* Reading text
==*==
Today, my six-year-old daughter said those words to me, and I cried.
Here's the story...
Since Abi came home, mealtime has been a battle. We did everything our training said: let her choose her foods, introduce American food slowly, etc. etc.
It's still been a battle. And lately attempting to teach any sort of table manners has been more of a battle.
Today we had another one. Lunch turned from a happy meal into another passive-aggressive power struggle. I was angry; Abi was angry. She took an hour to finally eat her food, and then I disciplined her by making her sit at the table longer. She had to miss going to the park, and to be perfectly honest, I was really glad not to have her there. She could stay home with Daddy forever; I was so sick of fighting with her.
Later, we were both resting in our respective rooms. I prayed that God would help me with this seemingly unsolvable problem. I knew I was partly in the wrong, being overly nitpicky and frustrating her. I knew too that we could not go in the way that we were. Mealtimes were miserable, and that was unhealthy for everyone.
As usual, when I have a problem to solve, I started to research. I googled everything I could think of, from strategies to teach blind kids table manners to Attachment Disorder therapies, to adoptive eating disorders to general parenting strategies. It seemed like so much conflicting advice, and much of it we'd tried before, with no success.
At last, I simply, desperately prayed for help.
I went upstairs to Abi's room, where I knew she lay awake in her bed.
I lay down beside her and started asking questions. I wanted to know what she thought and felt about mealtime.
At first, she merely gave answers she thought I wanted to hear. "I was messy. I was bad."
==*==
* Supplied entries
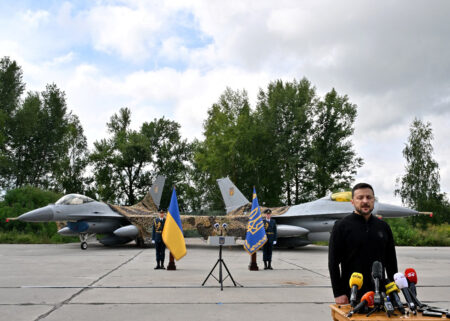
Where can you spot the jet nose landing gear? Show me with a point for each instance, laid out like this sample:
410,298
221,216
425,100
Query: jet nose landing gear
83,239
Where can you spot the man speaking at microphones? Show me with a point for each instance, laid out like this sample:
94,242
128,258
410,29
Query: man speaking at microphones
358,240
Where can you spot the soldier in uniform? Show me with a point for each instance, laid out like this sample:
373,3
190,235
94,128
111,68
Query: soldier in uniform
158,226
271,231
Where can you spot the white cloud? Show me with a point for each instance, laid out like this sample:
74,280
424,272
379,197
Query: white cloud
175,58
34,18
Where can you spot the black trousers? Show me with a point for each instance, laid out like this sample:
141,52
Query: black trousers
160,250
267,251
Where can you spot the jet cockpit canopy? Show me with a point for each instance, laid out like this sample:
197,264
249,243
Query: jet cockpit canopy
74,199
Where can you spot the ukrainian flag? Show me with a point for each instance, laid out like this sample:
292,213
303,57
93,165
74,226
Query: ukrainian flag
256,235
173,230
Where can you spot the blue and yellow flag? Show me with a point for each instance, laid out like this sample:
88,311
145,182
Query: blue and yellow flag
256,235
173,230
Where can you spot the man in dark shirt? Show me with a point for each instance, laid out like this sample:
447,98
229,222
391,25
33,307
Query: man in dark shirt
158,226
356,241
271,231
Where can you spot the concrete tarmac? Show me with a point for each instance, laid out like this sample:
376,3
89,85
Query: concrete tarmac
62,282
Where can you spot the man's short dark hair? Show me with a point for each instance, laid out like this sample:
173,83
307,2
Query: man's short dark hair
361,186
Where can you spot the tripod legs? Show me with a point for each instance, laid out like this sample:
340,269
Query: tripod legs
220,279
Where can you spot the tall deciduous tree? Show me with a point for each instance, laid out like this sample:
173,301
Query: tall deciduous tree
120,161
40,131
420,186
284,112
334,162
127,162
229,145
171,156
11,88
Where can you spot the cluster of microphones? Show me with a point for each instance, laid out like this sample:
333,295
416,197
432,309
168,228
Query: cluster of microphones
385,296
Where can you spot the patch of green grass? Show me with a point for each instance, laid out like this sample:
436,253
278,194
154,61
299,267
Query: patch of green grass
430,235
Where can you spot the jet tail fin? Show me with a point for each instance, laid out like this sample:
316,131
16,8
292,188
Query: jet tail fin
231,195
152,199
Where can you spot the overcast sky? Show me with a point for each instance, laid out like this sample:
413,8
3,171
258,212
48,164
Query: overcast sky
175,58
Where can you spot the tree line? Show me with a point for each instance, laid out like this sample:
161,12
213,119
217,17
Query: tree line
294,146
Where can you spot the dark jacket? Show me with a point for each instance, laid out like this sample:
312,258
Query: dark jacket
271,230
158,226
354,245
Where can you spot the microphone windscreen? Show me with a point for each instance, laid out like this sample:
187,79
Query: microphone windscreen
356,279
369,297
411,275
391,287
400,280
377,270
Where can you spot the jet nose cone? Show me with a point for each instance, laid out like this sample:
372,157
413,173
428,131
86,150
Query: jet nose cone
387,210
43,214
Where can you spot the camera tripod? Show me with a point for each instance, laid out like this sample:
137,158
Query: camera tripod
220,262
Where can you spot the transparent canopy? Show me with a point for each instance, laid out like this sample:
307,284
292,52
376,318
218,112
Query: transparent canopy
74,199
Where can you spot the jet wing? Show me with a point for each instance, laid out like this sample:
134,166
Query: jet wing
81,216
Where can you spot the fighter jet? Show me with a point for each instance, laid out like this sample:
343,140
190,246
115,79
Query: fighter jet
302,224
86,217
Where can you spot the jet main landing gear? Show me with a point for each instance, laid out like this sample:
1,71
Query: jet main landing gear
83,239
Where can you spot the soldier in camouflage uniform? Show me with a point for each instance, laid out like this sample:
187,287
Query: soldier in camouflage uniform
158,226
271,231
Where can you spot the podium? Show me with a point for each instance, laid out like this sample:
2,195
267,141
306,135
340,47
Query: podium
220,241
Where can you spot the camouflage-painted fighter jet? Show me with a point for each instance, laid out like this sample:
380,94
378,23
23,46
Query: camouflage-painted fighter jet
86,217
302,224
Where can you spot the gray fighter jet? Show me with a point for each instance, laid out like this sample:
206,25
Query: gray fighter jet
86,217
302,224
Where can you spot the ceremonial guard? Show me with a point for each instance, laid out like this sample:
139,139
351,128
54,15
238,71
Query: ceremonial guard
271,231
158,226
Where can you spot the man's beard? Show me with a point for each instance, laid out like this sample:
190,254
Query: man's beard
360,212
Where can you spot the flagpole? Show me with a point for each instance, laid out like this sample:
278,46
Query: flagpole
253,266
171,266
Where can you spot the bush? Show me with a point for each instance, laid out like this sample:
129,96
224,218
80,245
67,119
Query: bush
405,234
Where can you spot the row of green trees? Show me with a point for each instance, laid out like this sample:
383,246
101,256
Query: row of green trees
294,146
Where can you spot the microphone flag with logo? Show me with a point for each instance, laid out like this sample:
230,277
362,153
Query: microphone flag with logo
256,235
173,230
==*==
* Exercise requirements
1: In the story about mealtimes with Abi, what outing did Abi have to miss after lunch?
2: Carry on the story about mealtimes with Abi from its last line.
The entries are separate material, unrelated to the story about mealtimes with Abi.

* Answers to this exercise
1: Going to the park.

2:
I wanted to cry. This wasn't working.
"What is hard?" I finally asked.
"The fork is hard," she reluctantly said. Breakthrough! This is where I could stop judging and start listening.
"It is hard," I agreed. "Especially when you don't get to see your plate."
She agreed. We started brainstorming strategies together. I suggested that since peaches were the hardest, slipperiest food, maybe she could drink those out of a mug. She loved that idea.
Then, I said the thing that changed our entire day.
"I'm sorry I keep making food time sad."
"Mommy," she said, "I forgive you."
"I want so much to be a good Mommy and love you, but I made a mistake."
"Everyone makes mistakes," she responded, and wrapped her little arms around my neck.
All of those horrible fears that I would never be able to bond with my daughter, that her attachment would always be disrupted by past trauma, suddenly melted away. I'd feared that I would mess it up, that I wouldn't be able to parent this precious child.
But she is right. We all make mistakes. And part of the miracle of family is wrapping our arms around each other and saying, "I forgive you."